Teks Sumber:
====
Metode Konservasi dengan Pembuatan Lubang Resapan Biopori
BAB 1
Pendahuluan
A.
Latar Belakang
Pemanfaatan sumber daya alam yang berupa tanah dan air
sebagai salah satu modal dasar pembangunan nasional, harus dilaksanakan
sebaik-baiknya berdasarkan azas kelestarian, keserasian dan azas pemanfaatan
yang optimal, yang dapat memberikan manfaat ekonomi, ekologi dan sosial secara seimbang.
Penggunaan pemanfaatan tanah dan lahan yang tidak sesuai dengan kaidah-kaidah
konservasi dan melampaui kemampuan daya dukungnya, akan menyebabkan terjadinya
lahan kritis. Disamping itu perilaku masyarakat yang belum mendukung
pelestarian tanah dan lingkungan menyebabkan terjadinya bencana alam banjir
pada musim penghujan.
Untuk menghindari hal tersebut di atas perlu dilakukan
upaya pelestarian lahan kritis, dan pengembangan fungsi biopori terus
ditingkatkan dan disempurnakan. Biopori pada lahan kritis dimaksudkan untuk
memulihkan kesuburan tanah, melindungi tata air, dan kelestarian daya dukung
lingkungan.
Biopori adalah pori berbentuk liang (terowongan kecil)
yang dibentuk oleh aktivitas fauna tanah atau akar tanaman. Lubang Resapan
Biopori adalah lubang silindris yang dibuat secara vertikal ke dalam tanah
dengan diameter 10-30 cm, kedalaman 100 cm atau tidak melebihi kedalaman muka
air tanah. Lubang kemudian diisi sampah organik untuk mendorong terbentuknya
biopori. LRB adalah teknologi tepat guna ramah lingkungan untuk mengatasi
banjir dan sampah dengan cara (1) meningkatkan daya resap air, (2) mengubah sampah
organik menjadi kompos, (3) memanfaatkan peran aktivitas fauna tanah dan akar
tanaman, (4) mengatasi masalah yang ditimbulkan oleh genangan air seperti
penyakit demam berdarah dan malaria, (6) sebagai “karbon sink” untuk membantu
mencegah terjadinya pemanasan global.
====
Tujuan Latihan: Lanjutkan teks tentang lubang resapan biopori, mulai tepat setelah kalimat terakhirnya.

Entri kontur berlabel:
====
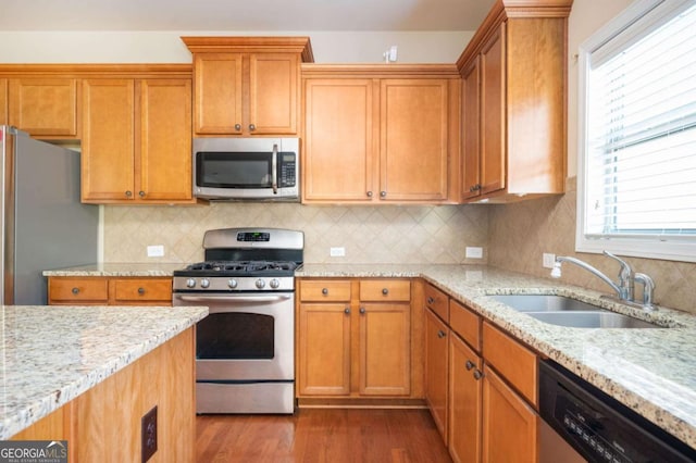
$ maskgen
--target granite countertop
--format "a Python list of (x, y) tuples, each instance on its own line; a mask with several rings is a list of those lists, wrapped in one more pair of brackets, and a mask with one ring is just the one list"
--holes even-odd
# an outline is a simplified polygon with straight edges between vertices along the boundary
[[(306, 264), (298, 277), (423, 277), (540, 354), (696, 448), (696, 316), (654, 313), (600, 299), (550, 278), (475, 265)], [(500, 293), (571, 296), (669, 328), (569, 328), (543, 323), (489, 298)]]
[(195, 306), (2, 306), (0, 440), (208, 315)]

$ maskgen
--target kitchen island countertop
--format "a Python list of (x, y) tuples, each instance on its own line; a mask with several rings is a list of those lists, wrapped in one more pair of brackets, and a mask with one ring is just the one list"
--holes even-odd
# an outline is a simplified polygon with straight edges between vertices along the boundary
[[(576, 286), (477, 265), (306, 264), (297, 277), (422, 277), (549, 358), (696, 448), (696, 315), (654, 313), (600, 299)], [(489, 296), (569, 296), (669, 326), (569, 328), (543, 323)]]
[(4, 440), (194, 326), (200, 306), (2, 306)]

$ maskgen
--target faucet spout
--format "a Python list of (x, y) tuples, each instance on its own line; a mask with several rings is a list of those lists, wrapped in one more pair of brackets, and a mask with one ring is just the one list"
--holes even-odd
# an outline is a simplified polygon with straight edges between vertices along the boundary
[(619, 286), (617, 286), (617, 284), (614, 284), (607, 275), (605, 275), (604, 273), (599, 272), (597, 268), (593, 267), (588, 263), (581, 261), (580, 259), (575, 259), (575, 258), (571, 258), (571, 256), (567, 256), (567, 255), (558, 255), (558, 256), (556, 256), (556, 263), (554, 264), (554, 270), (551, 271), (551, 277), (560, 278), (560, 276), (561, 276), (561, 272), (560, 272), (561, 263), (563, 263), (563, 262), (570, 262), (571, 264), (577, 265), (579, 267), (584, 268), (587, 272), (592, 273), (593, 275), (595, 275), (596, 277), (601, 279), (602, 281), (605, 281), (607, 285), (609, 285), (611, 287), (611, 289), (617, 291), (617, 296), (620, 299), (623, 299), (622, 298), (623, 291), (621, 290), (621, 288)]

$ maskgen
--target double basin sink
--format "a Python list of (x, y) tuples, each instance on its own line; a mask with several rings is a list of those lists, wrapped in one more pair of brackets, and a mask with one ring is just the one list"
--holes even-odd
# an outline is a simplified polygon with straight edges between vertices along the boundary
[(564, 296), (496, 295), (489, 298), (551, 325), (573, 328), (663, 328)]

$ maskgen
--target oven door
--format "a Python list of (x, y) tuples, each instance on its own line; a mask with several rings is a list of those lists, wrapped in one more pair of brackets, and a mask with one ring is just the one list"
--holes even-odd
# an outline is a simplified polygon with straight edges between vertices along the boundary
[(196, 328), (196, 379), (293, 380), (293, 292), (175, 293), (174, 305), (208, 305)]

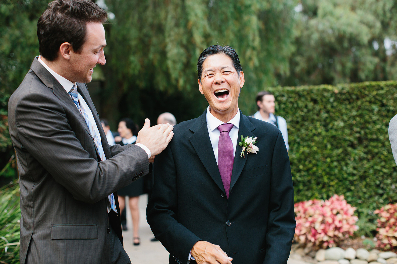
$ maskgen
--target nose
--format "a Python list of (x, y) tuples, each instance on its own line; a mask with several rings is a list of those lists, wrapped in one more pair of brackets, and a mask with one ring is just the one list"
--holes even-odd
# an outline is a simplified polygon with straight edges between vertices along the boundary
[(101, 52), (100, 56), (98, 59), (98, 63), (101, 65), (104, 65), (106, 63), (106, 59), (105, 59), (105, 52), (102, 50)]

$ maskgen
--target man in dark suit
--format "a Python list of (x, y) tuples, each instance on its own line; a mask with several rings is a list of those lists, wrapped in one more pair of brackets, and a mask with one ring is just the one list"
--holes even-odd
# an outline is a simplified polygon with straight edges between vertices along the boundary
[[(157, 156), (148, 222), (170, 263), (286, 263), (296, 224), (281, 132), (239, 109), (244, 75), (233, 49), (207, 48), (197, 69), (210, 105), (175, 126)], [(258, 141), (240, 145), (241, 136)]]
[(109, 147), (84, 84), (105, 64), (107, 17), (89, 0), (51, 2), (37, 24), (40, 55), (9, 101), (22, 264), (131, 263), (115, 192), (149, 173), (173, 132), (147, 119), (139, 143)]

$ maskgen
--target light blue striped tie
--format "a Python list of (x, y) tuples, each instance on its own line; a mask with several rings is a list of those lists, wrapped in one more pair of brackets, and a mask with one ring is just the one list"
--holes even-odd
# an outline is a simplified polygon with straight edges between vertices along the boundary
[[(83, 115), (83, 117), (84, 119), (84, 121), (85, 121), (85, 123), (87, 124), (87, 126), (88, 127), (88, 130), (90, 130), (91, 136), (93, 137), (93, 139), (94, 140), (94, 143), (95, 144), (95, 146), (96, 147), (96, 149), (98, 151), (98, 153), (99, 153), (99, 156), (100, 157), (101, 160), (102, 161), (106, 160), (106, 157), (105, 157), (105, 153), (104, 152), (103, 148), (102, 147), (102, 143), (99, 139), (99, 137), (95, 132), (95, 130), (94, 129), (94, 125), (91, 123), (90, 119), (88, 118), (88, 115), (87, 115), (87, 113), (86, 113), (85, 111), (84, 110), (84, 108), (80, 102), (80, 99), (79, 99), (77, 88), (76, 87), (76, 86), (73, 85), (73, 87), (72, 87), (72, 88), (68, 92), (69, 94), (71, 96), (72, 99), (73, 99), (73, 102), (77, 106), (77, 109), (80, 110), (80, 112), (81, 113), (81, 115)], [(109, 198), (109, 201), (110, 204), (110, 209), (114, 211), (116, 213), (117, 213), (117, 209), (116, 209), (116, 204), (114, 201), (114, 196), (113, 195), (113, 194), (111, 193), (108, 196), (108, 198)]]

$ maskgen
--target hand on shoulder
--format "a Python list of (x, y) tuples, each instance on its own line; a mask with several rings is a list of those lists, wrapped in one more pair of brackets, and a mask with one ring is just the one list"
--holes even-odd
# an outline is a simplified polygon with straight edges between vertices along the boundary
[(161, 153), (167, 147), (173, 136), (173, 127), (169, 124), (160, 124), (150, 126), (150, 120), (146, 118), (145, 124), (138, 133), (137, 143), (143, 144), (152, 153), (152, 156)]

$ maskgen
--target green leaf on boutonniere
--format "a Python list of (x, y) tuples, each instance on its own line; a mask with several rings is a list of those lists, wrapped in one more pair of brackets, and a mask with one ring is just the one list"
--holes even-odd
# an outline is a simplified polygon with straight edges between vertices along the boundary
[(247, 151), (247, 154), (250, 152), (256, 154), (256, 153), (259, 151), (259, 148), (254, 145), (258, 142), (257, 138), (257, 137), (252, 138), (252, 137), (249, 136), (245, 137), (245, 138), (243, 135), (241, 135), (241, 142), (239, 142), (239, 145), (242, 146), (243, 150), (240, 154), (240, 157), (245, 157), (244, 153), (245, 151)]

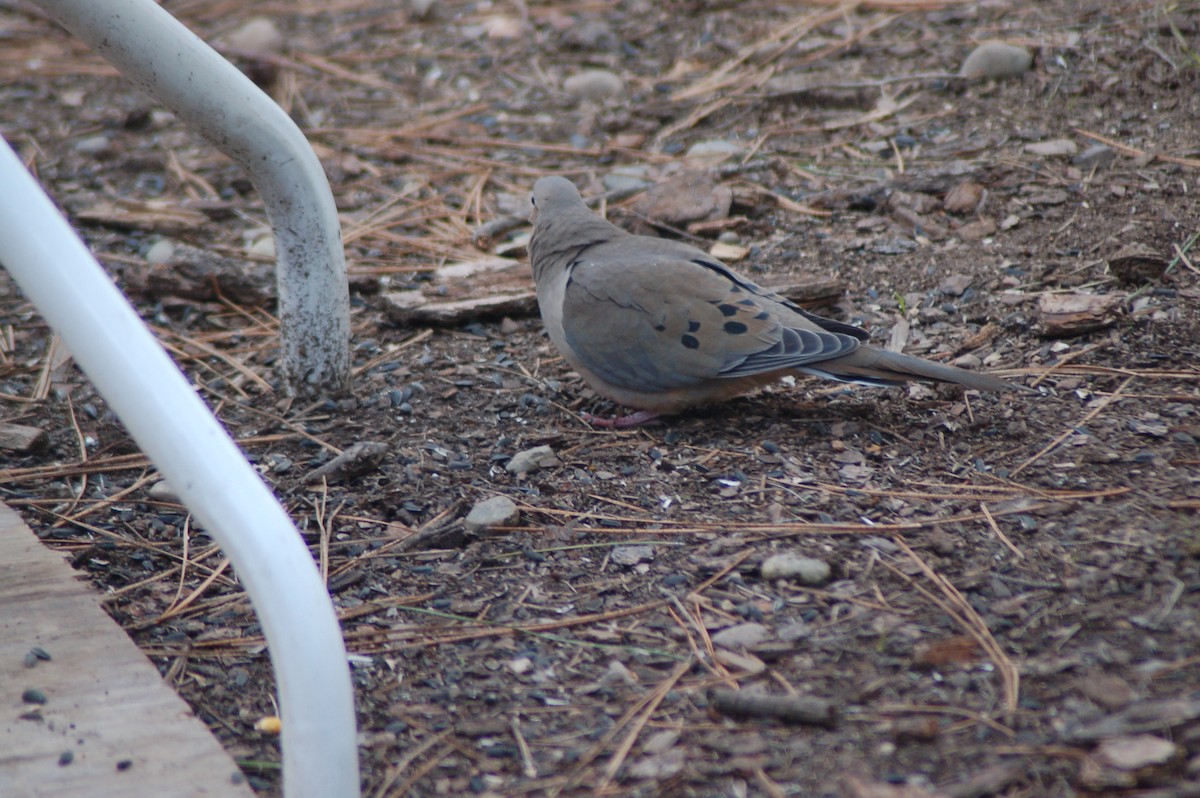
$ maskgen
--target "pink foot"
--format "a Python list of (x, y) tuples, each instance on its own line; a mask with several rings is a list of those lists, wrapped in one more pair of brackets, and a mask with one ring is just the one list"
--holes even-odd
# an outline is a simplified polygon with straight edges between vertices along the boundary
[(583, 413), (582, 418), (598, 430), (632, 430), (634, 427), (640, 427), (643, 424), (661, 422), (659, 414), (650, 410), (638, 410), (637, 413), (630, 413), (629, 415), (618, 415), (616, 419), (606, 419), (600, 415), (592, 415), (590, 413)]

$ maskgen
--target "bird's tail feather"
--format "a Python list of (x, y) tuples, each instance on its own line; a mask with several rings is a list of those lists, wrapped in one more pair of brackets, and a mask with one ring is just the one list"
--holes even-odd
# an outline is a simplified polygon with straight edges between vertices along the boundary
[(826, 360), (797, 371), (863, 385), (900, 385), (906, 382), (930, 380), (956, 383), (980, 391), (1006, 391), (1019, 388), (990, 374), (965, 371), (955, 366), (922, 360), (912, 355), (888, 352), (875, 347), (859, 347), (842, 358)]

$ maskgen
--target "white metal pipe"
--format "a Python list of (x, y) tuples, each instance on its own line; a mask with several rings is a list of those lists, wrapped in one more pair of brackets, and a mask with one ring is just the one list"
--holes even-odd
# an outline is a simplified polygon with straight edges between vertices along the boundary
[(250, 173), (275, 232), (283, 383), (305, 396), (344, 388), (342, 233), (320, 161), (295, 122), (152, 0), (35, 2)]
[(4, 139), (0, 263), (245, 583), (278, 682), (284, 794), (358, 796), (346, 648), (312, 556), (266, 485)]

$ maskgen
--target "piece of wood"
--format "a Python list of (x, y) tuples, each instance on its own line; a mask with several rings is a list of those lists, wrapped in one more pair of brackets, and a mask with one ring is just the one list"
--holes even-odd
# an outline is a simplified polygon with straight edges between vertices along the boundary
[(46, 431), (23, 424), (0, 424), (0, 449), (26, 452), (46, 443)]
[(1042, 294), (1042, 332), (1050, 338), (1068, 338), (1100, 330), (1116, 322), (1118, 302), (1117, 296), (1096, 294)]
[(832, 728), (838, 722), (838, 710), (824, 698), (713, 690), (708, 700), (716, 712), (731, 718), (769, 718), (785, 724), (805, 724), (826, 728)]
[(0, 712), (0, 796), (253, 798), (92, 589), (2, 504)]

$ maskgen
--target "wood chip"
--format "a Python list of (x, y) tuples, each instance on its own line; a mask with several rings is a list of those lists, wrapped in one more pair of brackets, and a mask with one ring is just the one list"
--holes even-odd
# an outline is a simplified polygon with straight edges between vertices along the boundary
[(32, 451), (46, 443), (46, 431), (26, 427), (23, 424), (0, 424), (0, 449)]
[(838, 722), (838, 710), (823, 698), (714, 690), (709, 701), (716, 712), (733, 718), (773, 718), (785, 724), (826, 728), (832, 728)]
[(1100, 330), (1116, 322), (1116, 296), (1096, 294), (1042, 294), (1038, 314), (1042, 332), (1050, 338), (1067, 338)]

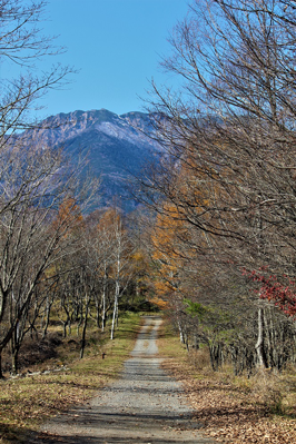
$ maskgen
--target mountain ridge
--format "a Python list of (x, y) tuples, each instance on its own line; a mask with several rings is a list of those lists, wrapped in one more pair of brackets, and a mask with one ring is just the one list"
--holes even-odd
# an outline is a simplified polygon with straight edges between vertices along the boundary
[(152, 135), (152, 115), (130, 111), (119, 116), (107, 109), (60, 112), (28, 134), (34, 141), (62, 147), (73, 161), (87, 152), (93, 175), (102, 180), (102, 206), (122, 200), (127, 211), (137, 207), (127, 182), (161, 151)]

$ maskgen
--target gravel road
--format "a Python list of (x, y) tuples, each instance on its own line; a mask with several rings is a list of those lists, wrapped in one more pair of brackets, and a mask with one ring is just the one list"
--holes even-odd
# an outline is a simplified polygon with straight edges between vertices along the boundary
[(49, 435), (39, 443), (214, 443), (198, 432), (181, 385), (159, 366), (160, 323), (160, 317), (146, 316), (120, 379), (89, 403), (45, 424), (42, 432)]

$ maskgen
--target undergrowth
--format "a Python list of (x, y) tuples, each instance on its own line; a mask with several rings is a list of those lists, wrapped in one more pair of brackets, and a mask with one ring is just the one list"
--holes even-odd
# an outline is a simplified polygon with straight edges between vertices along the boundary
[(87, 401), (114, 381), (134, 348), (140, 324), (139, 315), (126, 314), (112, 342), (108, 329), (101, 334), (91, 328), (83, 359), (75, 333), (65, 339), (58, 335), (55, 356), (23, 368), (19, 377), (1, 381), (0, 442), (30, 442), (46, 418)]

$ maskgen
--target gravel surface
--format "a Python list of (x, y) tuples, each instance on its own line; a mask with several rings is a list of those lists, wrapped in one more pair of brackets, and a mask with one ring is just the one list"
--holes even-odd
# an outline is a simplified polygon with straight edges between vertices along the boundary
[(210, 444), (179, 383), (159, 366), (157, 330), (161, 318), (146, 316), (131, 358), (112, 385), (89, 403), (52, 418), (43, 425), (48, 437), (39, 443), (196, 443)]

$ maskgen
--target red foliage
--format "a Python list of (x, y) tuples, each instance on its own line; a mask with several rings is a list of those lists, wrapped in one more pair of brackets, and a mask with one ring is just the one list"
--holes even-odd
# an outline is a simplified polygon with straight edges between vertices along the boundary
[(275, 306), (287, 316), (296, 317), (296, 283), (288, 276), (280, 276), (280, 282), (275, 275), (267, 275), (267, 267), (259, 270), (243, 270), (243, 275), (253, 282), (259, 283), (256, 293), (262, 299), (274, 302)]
====
Jawaban Latihan:
Lubang Resapan Biopori menurut Peraturan Menteri
Kehutanan Nomor: P.70/ Menhut-II/ 2008/ Tentang Pedoman Teknis Rehabilitasi
Hutan dan Lahan, adalah lubang-lubang di dalam tanah yang terbentuk akibat
berbagai aktivitas organisme di dalamnya, seperti cacing, perakaran tanaman,
rayap, dan fauna tanah lainnya. Lubang - lubang yang terbentuk akan terisi
udara dan akan menjadi tempat berlalunya air di dalam tanah.
B.
Rumusan Masalah
·
Apa saja manfaat yang didapatkan dari
biopori untuk penyelamatan lingkungan?
·
Bagaimana cara pembuatan biopori yang
efisien dan efektif?
·
Bagaimana cara memelihara biopori agar
tetap bagus?
C.
Tujuan Penulisan
·
Mengetahui manfaat yang didapatkan dari
biopori untuk penyelamatan lingkungan
·
Mengetahui cara pembuatan biopori yang
efisien dan efektif
·
Mengetahui cara memelihara biopori agar
kondisinya tetap bagus
D.
Batasan Masalah
Agar penulisan ini tidak menyimpang dan mengambang
dari tujuan yang semula direncanakan sehingga mempermudah mendapatkan data dan
informasi yang diperlukan, maka penulis menetapkan batasan bahwa metode
pembuatan lubang resapan biopori ini hanya untuk lingkungan perumahan/tempat
tinggal.
BAB 2
Pembahasan
A.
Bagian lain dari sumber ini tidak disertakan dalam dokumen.